■ **DIRECTIONS FOR THIS TASK**: The result should be all the records, exact and complete, without a single picture.

MATERIAL TO PROCESS: Begin

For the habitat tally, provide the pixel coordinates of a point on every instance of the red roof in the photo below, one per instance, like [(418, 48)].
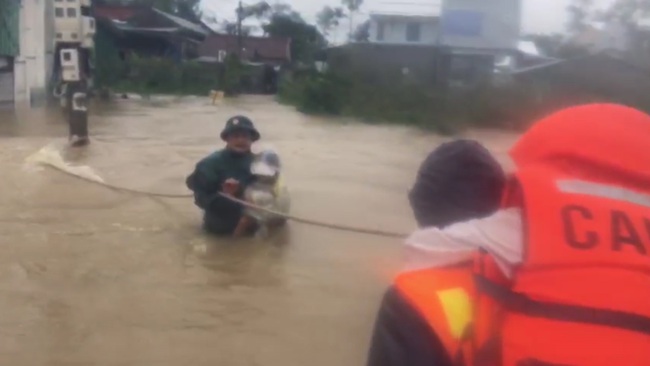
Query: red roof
[(117, 12), (254, 48)]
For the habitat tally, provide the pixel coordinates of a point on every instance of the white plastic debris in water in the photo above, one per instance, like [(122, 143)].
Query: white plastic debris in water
[(51, 155)]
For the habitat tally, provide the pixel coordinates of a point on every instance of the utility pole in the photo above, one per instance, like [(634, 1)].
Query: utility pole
[(240, 16), (74, 41)]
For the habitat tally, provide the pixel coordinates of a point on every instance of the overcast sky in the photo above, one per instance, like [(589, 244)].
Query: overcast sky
[(539, 16)]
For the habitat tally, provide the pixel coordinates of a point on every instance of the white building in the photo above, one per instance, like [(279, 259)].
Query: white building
[(27, 68), (458, 24), (404, 29)]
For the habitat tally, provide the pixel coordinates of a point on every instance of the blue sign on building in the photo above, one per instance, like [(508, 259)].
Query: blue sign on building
[(465, 23)]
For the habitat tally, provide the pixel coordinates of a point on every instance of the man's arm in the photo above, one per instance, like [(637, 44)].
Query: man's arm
[(206, 186), (402, 337)]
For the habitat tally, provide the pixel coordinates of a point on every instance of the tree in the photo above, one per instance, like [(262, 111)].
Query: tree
[(627, 11), (329, 18), (362, 33), (353, 7), (306, 39), (580, 14)]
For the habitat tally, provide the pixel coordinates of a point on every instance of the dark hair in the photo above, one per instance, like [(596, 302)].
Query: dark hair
[(458, 181)]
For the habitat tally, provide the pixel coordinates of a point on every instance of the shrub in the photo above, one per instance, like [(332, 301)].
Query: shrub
[(395, 99)]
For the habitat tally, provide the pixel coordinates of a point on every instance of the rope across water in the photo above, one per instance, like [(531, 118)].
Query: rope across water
[(243, 203)]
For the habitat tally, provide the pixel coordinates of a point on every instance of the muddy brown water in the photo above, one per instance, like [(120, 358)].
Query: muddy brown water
[(89, 276)]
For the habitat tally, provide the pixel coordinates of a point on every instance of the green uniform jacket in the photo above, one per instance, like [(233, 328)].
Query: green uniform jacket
[(221, 215)]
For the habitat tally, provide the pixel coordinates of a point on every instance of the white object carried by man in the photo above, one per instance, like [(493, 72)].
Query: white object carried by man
[(269, 192)]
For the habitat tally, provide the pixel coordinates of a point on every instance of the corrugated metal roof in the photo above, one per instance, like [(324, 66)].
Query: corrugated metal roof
[(9, 20), (182, 22)]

MATERIAL TO PROCESS: End

■ **EXERCISE OUTPUT**:
For the habitat tally, provide the pixel coordinates of a point on every instance of the red roof in the photo below, one per instance, like [(418, 48)].
Query: red roof
[(117, 12), (254, 48)]
For the habitat tally, provide the pixel coordinates of a point on every instance of the white plastic debris in water in the photo above, one per instance, like [(122, 143)].
Query: white plastic debris in water
[(51, 155)]
For the habitat tally, provide the pixel coordinates of a point on every instance of the utility pole in the photo above, one per instance, like [(634, 1)].
Query: utility pole
[(240, 16), (74, 41)]
For the habitat tally, provide the pixel coordinates of a point on every instance of the overcast sky in the photo above, one per instance, like [(589, 244)].
Query: overcast sky
[(539, 16)]
For the habitat tally, provide the pixel coordinates of a point on every instance of the white building in the photo above, one per instance, like [(279, 259)].
Query: white building
[(27, 68), (458, 24), (404, 29)]
For the habitat tally, provide the pixel coordinates of a point on every instance of the blue sign on building in the photo above, one per instance, like [(508, 259)].
Query: blue sign on building
[(465, 23)]
For the habitat tally, provide the pixel coordinates of a point on every instance of the man's arm in the photo above, one per instance, like [(637, 44)].
Query: man's arm
[(206, 186), (402, 337)]
For the habitat tally, provide the pixel coordinates of a point on every instance of the tree in the photo above, one per instance, like [(262, 111)].
Query: tree
[(627, 11), (329, 18), (362, 33), (353, 7), (306, 39), (580, 14)]
For the habitat tally, provide the pixel coordinates of a point on every instance of the dark hair in the photo above, one per instance, like [(596, 302)].
Query: dark hair
[(458, 181)]
For the habitat tally, provide the pixel coordinates of a point on every instance of the shrub in the photo above, one per instance, like [(332, 301)].
Query: shrub
[(395, 99)]
For the habitat tally, provide the pixel coordinates of a point on every instance of the rope across water in the photo above, one per instance, like [(531, 118)].
Query: rope across water
[(243, 203)]
For the habitat tally, provide the pixel coordinates of a point on every instance of the muddy brown water in the photo above, one per instance, like [(120, 358)].
Query: muddy brown water
[(89, 276)]
For the habitat tally, provide the pixel coordinates of a point on every instance of the green uniform jacket in the photo above, one per instance, like [(233, 328)].
Query: green uniform jacket
[(221, 215)]
For the habitat tally, provide the pixel coordinates of a point on every instance of the white object carried by man in the photo above, one per instance, like [(493, 72)].
Query: white object carried by man
[(269, 192)]
For the habitat tally, provide the pixel coordinates of a point on every instance of the corrugated metal roof in the photo above, one per instance, like [(324, 66)].
Query: corrugated metal roof
[(9, 20), (182, 22)]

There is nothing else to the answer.